■ Consignes
• 1. Traduisez en anglais cette phrase de l'éloge funèbre de Louis Pinton : « Avec Louis Pinton, c’est une figure majeure de la vie politique de l’Indre au cours de ces dernières décennies et un sénateur de la République estimé de tous qui nous a quittés. »
• 2. Poursuivez l'éloge funèbre de Louis Pinton après sa dernière phrase.

■ Extrait du texte
= = = =
Intervention de Gérard Larcher

Réunion du 20 décembre 2016 à 14h30
Éloge funèbre de louis pinton sénateur de l'indre

Photo de Gérard LarcherGérard Larcher, président :

Vous vous souvenez de la stupeur qui nous a saisis, le 17 novembre dernier, lorsque nous avons appris la disparition brutale de notre collègue Louis Pinton, à l’ouverture de la séance de questions d’actualité au Gouvernement.

Avec Louis Pinton, c’est une figure majeure de la vie politique de l’Indre au cours de ces dernières décennies et un sénateur de la République estimé de tous qui nous a quittés.

C’est au nom du Sénat que j’ai prononcé, le 24 novembre, l’éloge de Louis Pinton en l’église Saint-André de Châteauroux, où nous lui avons rendu hommage en présence de plusieurs d’entre vous : Mme la présidente Jacqueline Gourault, nos collègues Catherine Deroche, Rémy Pointereau, Éric Doligé et, bien sûr, le sénateur de l’Indre, Jean-François Mayet, ainsi que Mme Frédérique Gerbaud, suppléante de Louis Pinton, qui nous a désormais rejoints dans cet hémicycle.

Cet adieu émouvant au milieu des siens, au milieu de très nombreux maires en écharpe, au côté de son successeur au conseil départemental et de ses collègues conseillers départementaux, dans cette terre de l’Indre, au cœur du Berry, qui lui était si chère et qu’il avait si fidèlement servie, devait trouver son écho au palais du Luxembourg. C’est ce qui nous réunit cet après-midi.

Louis Pinton était particulièrement attaché au Sénat de la République, où il avait succédé le 22 novembre 2007 à Daniel Bernardet. Il croyait profondément au rôle de notre assemblée, au point de renoncer en janvier dernier à la présidence du conseil départemental de l’Indre, à laquelle il s’était dévoué sans compter depuis 1998.
= = = =
■ Données fournies
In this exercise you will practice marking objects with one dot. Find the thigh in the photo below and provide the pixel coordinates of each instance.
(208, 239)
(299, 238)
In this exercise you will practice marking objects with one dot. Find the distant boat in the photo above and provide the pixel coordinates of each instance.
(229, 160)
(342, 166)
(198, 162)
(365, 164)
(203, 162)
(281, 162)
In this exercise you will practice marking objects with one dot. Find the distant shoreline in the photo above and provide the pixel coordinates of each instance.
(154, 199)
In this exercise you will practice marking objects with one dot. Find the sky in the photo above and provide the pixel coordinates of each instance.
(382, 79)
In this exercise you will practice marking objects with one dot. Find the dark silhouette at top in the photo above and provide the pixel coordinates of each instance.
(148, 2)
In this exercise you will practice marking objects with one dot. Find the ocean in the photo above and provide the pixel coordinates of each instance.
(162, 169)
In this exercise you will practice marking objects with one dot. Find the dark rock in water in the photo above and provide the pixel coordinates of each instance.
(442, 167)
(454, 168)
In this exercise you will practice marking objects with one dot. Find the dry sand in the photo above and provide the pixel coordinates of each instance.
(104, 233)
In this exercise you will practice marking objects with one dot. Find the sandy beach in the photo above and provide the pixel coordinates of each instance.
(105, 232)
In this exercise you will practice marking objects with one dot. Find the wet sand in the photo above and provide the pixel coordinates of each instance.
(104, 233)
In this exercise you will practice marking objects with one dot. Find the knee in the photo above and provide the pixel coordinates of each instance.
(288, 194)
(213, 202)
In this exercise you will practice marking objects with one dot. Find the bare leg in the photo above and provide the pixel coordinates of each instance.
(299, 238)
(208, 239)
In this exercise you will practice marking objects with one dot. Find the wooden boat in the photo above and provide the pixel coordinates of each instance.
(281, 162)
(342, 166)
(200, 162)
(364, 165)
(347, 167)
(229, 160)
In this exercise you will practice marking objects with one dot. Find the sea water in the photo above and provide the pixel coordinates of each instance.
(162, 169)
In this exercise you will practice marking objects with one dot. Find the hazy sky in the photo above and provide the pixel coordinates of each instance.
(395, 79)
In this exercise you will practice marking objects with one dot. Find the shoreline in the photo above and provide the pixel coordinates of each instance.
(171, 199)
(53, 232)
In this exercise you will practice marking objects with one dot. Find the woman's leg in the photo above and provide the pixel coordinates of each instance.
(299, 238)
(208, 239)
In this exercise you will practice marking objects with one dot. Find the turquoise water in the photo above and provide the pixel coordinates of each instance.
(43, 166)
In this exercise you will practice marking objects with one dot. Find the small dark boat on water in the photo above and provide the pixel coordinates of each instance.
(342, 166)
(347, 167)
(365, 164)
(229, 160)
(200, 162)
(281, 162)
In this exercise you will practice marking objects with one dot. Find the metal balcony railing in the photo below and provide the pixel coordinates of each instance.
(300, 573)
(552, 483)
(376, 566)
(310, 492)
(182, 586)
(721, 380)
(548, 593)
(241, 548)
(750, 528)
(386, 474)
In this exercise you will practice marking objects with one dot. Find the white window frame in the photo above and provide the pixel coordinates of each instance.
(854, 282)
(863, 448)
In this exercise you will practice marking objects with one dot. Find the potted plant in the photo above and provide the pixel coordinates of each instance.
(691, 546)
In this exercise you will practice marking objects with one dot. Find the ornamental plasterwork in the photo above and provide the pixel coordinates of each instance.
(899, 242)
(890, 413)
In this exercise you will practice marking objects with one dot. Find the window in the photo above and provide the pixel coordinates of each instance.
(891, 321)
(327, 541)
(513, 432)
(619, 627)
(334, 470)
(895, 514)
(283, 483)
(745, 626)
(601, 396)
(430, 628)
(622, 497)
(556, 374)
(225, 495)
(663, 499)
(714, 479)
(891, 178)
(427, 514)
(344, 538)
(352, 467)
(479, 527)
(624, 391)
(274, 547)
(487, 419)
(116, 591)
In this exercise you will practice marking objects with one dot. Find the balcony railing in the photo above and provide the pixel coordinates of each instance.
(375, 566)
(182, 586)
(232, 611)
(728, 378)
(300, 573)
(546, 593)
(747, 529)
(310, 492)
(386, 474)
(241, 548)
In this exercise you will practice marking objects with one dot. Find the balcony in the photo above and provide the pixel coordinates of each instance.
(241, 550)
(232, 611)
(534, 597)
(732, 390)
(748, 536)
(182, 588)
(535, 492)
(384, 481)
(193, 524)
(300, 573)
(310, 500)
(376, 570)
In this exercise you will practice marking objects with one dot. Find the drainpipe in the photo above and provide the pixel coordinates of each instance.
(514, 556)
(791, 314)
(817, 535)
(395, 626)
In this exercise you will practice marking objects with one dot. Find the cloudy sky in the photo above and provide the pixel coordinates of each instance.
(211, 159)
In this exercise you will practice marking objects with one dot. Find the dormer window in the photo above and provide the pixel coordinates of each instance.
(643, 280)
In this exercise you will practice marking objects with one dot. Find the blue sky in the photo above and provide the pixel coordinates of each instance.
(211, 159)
= = = =
■ Réponses attendues
• 1. In Louis Pinton, we have lost a major figure in the political life of the Indre over recent decades and a senator of the Republic esteemed by all.

• 2.
Né à Bonnat, dans la Creuse, où il repose désormais, Louis Pinton avait accompli ses études secondaires aux lycées de Guéret et de Périgueux et au collège Sainte-Barbe à Paris, avant de se former, pour accomplir sa vocation de vétérinaire, à l’École nationale vétérinaire de Toulouse. Il commença à exercer en milieu rural à Argenton-sur-Creuse en 1974, avant de s’installer en 1980 à Orsennes, dans ce département de l’Indre qu’il n’allait plus quitter. Moins de trois ans plus tard, Louis Pinton devint maire d’Orsennes, fonction qu’il occupera durant trois mandats successifs.

C’est en 1998 que Louis Pinton, qui avait été élu conseiller général en 1992, a succédé à la tête de l’assemblée départementale à Daniel Bernardet, qu’il avait connu dès les années 1970, qui fut en quelque sorte son guide en politique et auquel le liait une profonde amitié.

Louis Pinton, comme Daniel Bernardet, était profondément lié aux élus locaux et à son territoire. Il avait conservé de l’exercice de sa profession de vétérinaire en milieu rural un sens du contact et une parfaite connaissance des territoires, dont il porta ici la parole avec force. Il se voulait d’abord homme de terroir, ce qui n’excluait en rien la force de ses convictions.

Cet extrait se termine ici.